*Excerpted text*:
Cage the Elephant
with Morning Teleportation
7 p.m. Sunday, May 16
Matt Schultz, the charismatic 26-year-old frontman for Cage the Elephant, wanders the secular aisles of a Best Buy in his band's hometown of Bowling Green, Ky., looking for a DVD copy of The Devil and Daniel Johnston, something he never would have been able to do as a kid.
First off, his recovering hippie father was a Pentecostal hard-ass. Secondly, Matt Schultz was dirt poor. These are the press-kit angles every interviewer takes — to the point where Schultz must wonder what sort of questions are asked of rock stars who don't grow up poor, hippie Christians.
"I think that all of our backgrounds play a huge roll in our development," says Schultz with a "duh" in his voice. "We weren't allowed to listen to secular music as kids. I listened to gospel. We were also very poor, and we didn't have a lot of stuff."

(Region labeling records)
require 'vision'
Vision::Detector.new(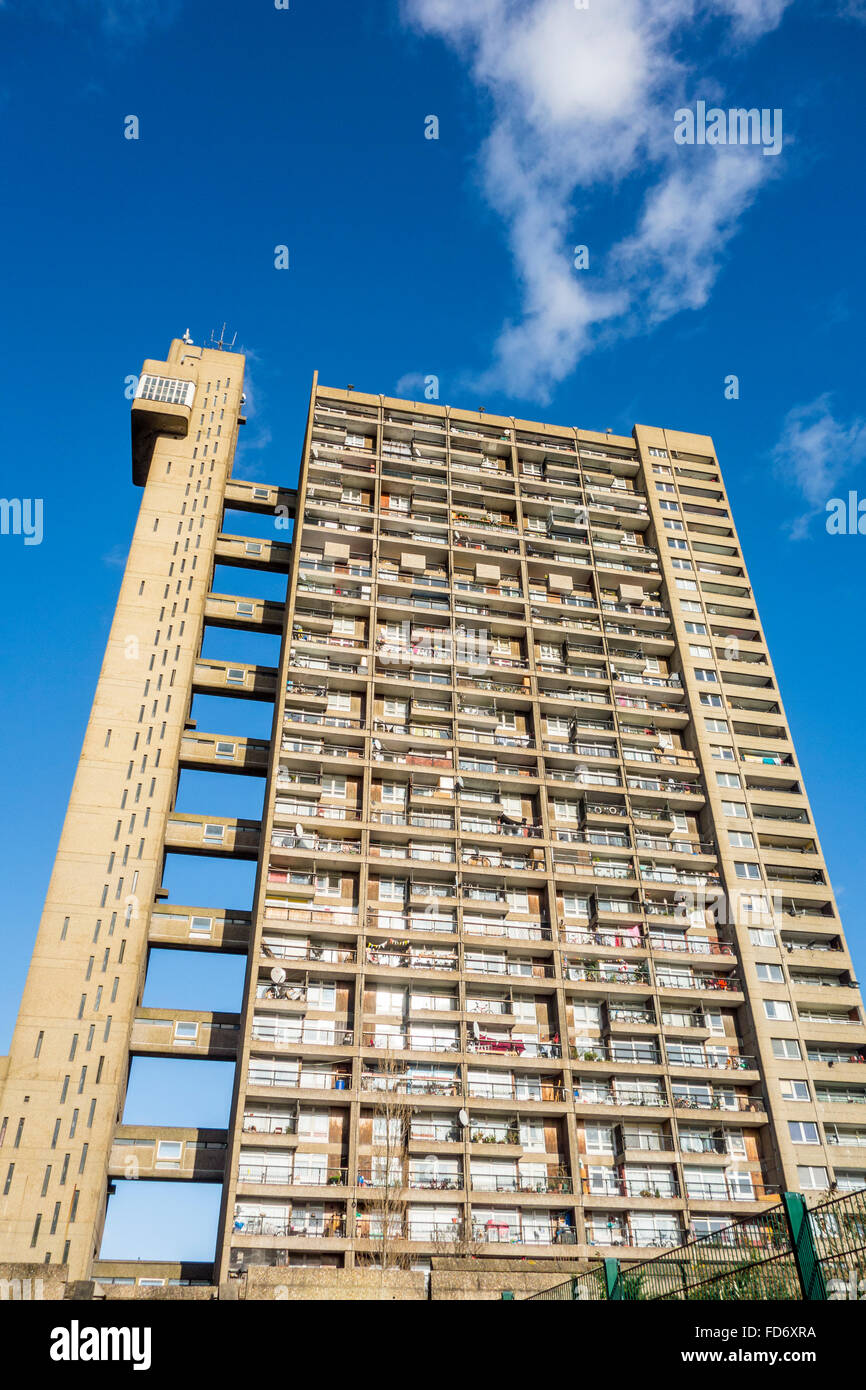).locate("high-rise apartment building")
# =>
[0,341,866,1280]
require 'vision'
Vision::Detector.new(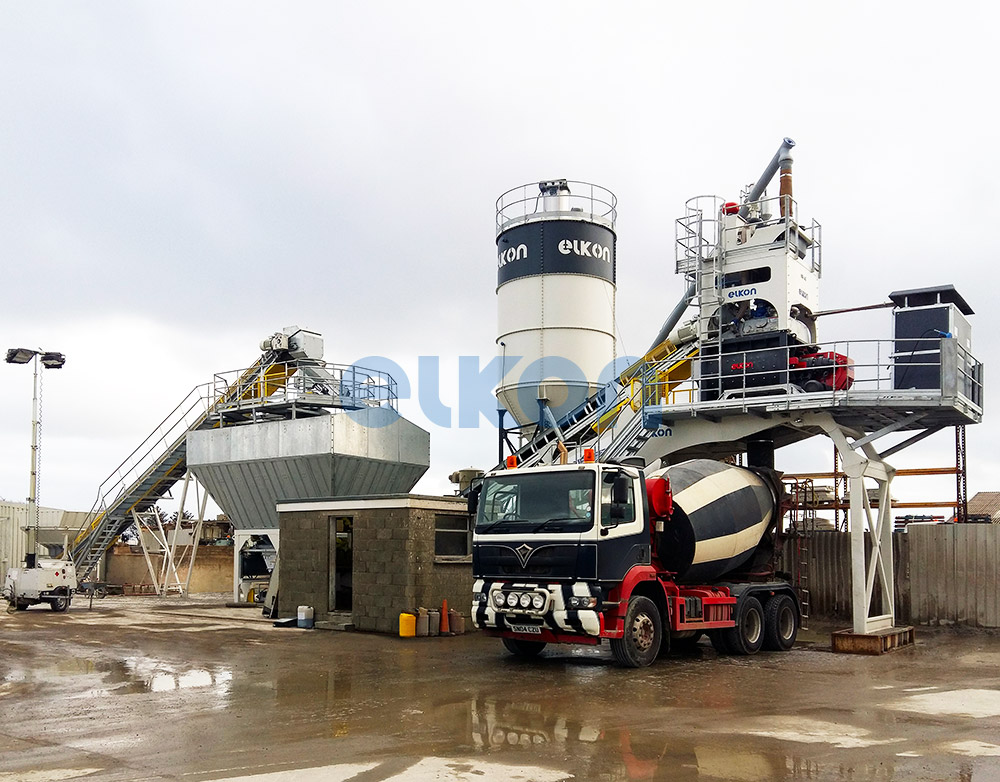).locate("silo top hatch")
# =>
[497,179,618,236]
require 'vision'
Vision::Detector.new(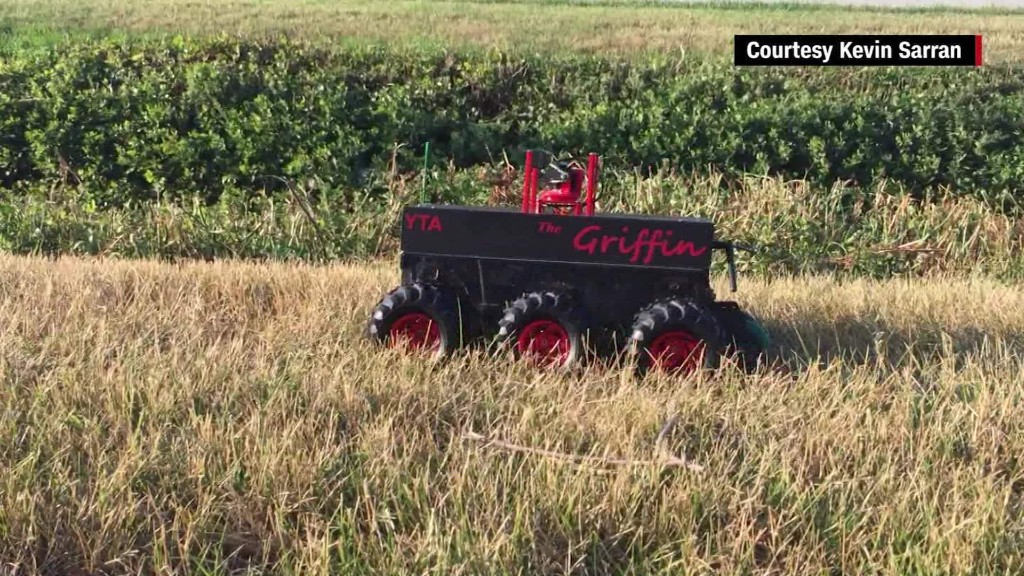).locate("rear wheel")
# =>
[367,283,465,357]
[498,291,586,368]
[628,299,724,374]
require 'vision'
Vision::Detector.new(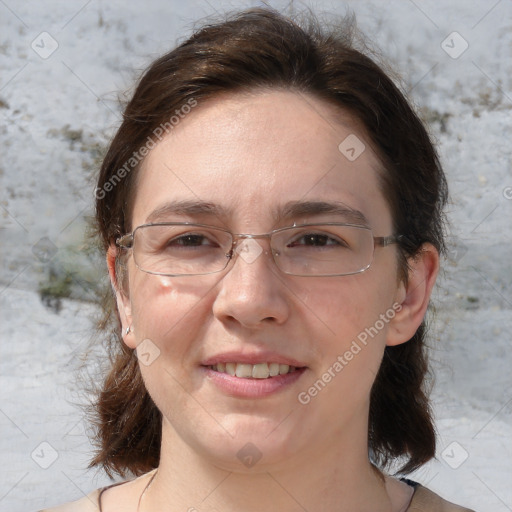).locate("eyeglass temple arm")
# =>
[373,235,402,247]
[116,233,133,249]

*Requirements*:
(a) Using the Cage the Elephant article, answer each question briefly:
(i) How old is Matt Schultz?
(ii) What DVD is he looking for at Best Buy?
(iii) What kind of music did he listen to as a kid?
(b) Translate this sentence from the Cage the Elephant article into Spanish: "We weren't allowed to listen to secular music as kids."
(c) Write a continuation of the Cage the Elephant article, picking up right after its final sentence.
The records have no connection to the Cage the Elephant article.

*Expected outputs*:
(a)
(i) 26
(ii) The Devil and Daniel Johnston
(iii) Gospel

(b) De niños no nos permitían escuchar música secular.

(c)
But as pop nostalgia makes more room for the 1990s, that he and his brother Brad wouldn't have been allowed to watch MTV even if their parents had been able to afford cable is a less-compelling bio-sheet bullet point that helps them appreciate their band's success than it is a seemingly profound influence that helped them create it.
The band's self-titled debut is packed with retro hooks, yet rock-revivalist enough to buzz them onto hipster blogs — to greater or lesser acclaim; of the jangly "Ain't No Rest For The Wicked," one learned reviewer writes that "strutting down a desert highway to a break beat ain't helping your cause for originality, bros. Beck was doin' that shiz when y'all were still in diapers." Indeed, it's just that such shiz was off limits to them.
"When we would go over to our grandmother's trailer, we'd go to her bedroom and turn on MTV," says Schultz. "I remember watching ‘Heart-Shaped Box.' It was so foreign to me."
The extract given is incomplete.